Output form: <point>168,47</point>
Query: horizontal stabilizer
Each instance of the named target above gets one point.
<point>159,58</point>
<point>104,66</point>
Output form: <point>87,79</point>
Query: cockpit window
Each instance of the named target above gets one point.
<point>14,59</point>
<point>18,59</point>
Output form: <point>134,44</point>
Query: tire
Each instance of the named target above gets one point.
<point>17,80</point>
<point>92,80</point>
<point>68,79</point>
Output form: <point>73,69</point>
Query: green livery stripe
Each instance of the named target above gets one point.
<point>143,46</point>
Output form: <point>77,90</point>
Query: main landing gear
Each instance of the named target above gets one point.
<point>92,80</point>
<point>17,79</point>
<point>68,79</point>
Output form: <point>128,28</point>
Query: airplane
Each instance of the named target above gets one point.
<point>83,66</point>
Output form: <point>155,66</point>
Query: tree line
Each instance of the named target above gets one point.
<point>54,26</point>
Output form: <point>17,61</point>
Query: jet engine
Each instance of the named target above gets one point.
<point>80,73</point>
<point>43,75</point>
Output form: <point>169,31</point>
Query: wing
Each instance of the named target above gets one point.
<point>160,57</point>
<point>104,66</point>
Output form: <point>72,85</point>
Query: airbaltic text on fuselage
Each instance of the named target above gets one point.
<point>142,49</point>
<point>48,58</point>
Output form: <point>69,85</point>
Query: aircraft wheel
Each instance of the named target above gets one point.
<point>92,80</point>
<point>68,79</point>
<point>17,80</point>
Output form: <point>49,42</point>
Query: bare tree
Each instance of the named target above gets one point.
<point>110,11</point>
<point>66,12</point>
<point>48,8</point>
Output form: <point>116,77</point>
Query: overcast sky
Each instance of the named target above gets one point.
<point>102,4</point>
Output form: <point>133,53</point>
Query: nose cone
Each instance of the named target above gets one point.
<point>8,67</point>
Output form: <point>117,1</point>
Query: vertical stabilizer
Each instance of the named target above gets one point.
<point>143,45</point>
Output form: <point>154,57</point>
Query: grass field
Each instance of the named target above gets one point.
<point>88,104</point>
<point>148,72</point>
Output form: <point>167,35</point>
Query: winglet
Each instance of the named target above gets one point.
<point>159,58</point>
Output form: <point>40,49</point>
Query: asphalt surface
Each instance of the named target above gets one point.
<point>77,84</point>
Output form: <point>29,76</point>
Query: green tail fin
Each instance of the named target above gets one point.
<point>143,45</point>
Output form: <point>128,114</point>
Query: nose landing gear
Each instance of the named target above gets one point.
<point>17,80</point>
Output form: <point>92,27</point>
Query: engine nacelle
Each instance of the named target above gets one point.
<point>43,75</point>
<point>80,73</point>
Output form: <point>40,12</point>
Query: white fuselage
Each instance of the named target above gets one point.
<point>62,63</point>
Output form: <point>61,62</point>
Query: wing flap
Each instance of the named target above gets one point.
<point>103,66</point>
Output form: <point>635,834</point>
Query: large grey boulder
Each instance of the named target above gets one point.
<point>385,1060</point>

## TASK DESCRIPTION
Copy out everything in the entries from the line containing "Output form: <point>17,61</point>" down to the line containing "<point>102,4</point>", word for word, with both of those lines included.

## EXERCISE RESULT
Output form: <point>17,61</point>
Query: jet engine
Each instance of the named target above gets one point.
<point>80,73</point>
<point>43,75</point>
Output form: <point>169,31</point>
Query: wing
Each instance of the named target above gets one point.
<point>160,57</point>
<point>104,66</point>
Output form: <point>72,85</point>
Query: airbaltic text on fuselage
Each instance of the named target above gets one point.
<point>142,49</point>
<point>48,58</point>
Output form: <point>69,85</point>
Query: aircraft wheel
Each instance of the named target above gets one point.
<point>92,80</point>
<point>68,79</point>
<point>17,80</point>
Output form: <point>49,42</point>
Query: bare tree
Each instance of the named target above gets one point.
<point>110,11</point>
<point>66,12</point>
<point>48,8</point>
Output form: <point>116,77</point>
Query: overcast sky
Each instance of the named target above gets one point.
<point>102,4</point>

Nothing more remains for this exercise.